▶ [PROVIDED INFORMATION]
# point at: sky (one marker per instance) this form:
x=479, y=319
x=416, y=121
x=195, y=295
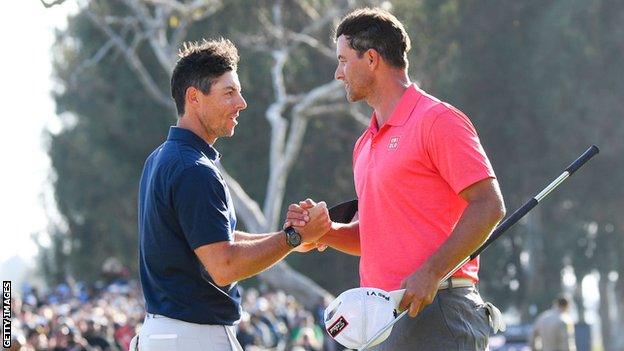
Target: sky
x=27, y=32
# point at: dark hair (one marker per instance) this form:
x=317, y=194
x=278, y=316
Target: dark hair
x=375, y=28
x=199, y=64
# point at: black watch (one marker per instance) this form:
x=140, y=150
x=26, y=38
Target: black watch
x=293, y=238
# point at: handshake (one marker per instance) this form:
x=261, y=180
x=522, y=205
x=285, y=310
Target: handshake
x=312, y=221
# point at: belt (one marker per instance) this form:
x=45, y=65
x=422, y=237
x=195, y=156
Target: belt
x=451, y=283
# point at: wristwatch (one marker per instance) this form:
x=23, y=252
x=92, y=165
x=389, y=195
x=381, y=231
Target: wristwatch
x=293, y=238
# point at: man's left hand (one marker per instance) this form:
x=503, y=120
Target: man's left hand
x=420, y=290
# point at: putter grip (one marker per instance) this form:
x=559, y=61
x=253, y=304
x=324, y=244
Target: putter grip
x=579, y=162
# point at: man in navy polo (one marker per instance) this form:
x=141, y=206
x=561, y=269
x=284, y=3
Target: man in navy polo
x=190, y=254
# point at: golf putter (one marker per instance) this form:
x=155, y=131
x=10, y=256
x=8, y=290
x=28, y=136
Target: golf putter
x=507, y=223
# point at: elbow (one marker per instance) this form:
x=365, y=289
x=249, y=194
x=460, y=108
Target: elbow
x=222, y=277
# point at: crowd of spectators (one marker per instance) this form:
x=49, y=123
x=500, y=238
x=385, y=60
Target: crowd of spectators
x=75, y=317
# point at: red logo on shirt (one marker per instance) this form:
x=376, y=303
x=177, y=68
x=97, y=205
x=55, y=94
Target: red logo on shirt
x=394, y=143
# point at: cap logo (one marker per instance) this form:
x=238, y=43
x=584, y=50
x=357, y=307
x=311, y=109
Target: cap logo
x=394, y=143
x=378, y=294
x=337, y=327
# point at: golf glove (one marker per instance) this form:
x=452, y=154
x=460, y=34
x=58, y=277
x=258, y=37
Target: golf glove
x=496, y=318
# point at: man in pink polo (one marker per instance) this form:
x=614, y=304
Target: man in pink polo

▶ [GOAL OF THE EXERCISE] Omit the pictures and restate the rest of the records verbatim.

▶ [THE REPLY]
# point at: sky (one marker per instance) this form:
x=479, y=319
x=416, y=121
x=195, y=295
Target: sky
x=27, y=32
# point at: dark hair (one marker per instance) this form:
x=317, y=194
x=278, y=316
Target: dark hair
x=375, y=28
x=199, y=64
# point at: black watch (one marker per instance) this form:
x=140, y=150
x=26, y=38
Target: black watch
x=293, y=238
# point at: handshake (one marker per instance) this form:
x=261, y=180
x=522, y=205
x=285, y=310
Target: handshake
x=312, y=221
# point at: belt (one marker per instance) this form:
x=45, y=65
x=422, y=237
x=195, y=156
Target: belt
x=451, y=283
# point at: wristwatch (one marker per instance) this form:
x=23, y=252
x=92, y=165
x=389, y=195
x=381, y=231
Target: wristwatch
x=293, y=238
# point at: man's left hand (one marker per instance) this form:
x=503, y=120
Target: man's left hand
x=420, y=290
# point at: putter grip (one marker per instance) this form:
x=559, y=61
x=253, y=304
x=324, y=244
Target: putter grip
x=579, y=162
# point at: man in navy polo (one marker per instance) this form:
x=141, y=206
x=561, y=269
x=284, y=3
Target: man in navy polo
x=190, y=254
# point at: golf putter (one marker per instance) this form:
x=155, y=131
x=10, y=256
x=8, y=290
x=28, y=136
Target: golf putter
x=507, y=223
# point at: elbow (one marker per instance) this form:
x=365, y=289
x=249, y=194
x=460, y=108
Target: elbow
x=222, y=277
# point at: crowd of spectators (one marker per instance) this form:
x=49, y=123
x=500, y=238
x=385, y=60
Target: crowd of spectators
x=75, y=317
# point at: red logo on shirt (one marker per instance) this form:
x=376, y=303
x=177, y=68
x=97, y=205
x=55, y=94
Target: red logo on shirt
x=394, y=143
# point at: cap logo (one marker per instance) this form:
x=238, y=43
x=584, y=50
x=357, y=307
x=311, y=109
Target: cap logo
x=394, y=143
x=378, y=294
x=337, y=327
# point at: golf glove (one marker per instance) this form:
x=452, y=154
x=460, y=34
x=58, y=277
x=258, y=37
Target: golf glove
x=496, y=318
# point at: man in pink polo (one marker per instance) this form:
x=614, y=304
Target: man in pink polo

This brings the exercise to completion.